WHAT YOU ARE ASKED TO DO: Extract all lines that hold "returning" from the records below.

EXTRACTED DATA:

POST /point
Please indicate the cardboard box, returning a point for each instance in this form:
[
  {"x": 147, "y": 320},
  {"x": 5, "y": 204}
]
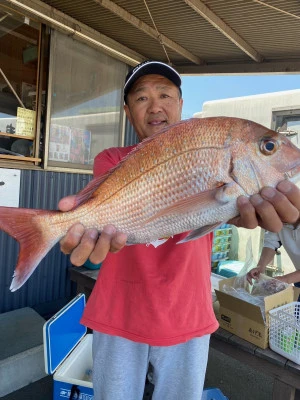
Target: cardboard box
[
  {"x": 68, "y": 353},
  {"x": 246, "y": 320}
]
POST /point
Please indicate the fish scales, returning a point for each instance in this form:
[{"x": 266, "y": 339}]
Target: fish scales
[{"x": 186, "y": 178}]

---

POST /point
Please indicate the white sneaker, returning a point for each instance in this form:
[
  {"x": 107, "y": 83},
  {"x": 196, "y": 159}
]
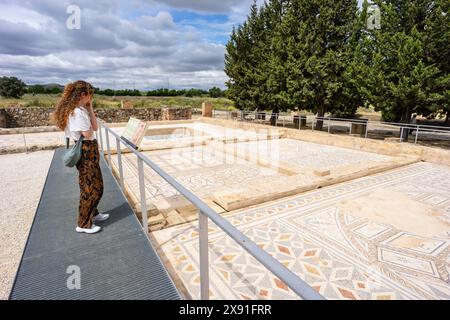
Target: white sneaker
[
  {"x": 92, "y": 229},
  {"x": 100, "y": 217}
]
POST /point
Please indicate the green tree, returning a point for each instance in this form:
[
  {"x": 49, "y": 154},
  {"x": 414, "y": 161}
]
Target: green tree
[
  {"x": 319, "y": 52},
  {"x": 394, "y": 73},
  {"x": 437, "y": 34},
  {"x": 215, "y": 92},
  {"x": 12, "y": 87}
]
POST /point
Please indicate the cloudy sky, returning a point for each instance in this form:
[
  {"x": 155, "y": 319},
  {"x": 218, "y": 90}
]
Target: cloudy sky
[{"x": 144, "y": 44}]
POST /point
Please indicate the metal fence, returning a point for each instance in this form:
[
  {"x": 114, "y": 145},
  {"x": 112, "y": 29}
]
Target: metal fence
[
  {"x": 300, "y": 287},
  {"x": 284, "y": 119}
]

* * *

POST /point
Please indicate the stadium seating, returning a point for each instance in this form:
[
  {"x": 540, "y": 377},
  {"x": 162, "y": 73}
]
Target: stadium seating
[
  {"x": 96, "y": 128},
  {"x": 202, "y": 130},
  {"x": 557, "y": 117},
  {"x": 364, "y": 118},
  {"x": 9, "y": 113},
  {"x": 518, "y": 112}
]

RESULT FOR THIS EXERCISE:
Please indicate the cardboard box, returning a point for each instance in this form:
Please indicate the fish scales, returning a point for each instance in this form:
Please indicate the white sneaker, returning a point for each instance in this form:
Please indicate the green tree, returning a point for each instance in this form:
Please indicate the cloudy sky, returning a point for each instance in this form:
Please indicate the metal fence, returning a point for each instance in this form:
Please indicate the stadium seating, returning a point for each instance in this form:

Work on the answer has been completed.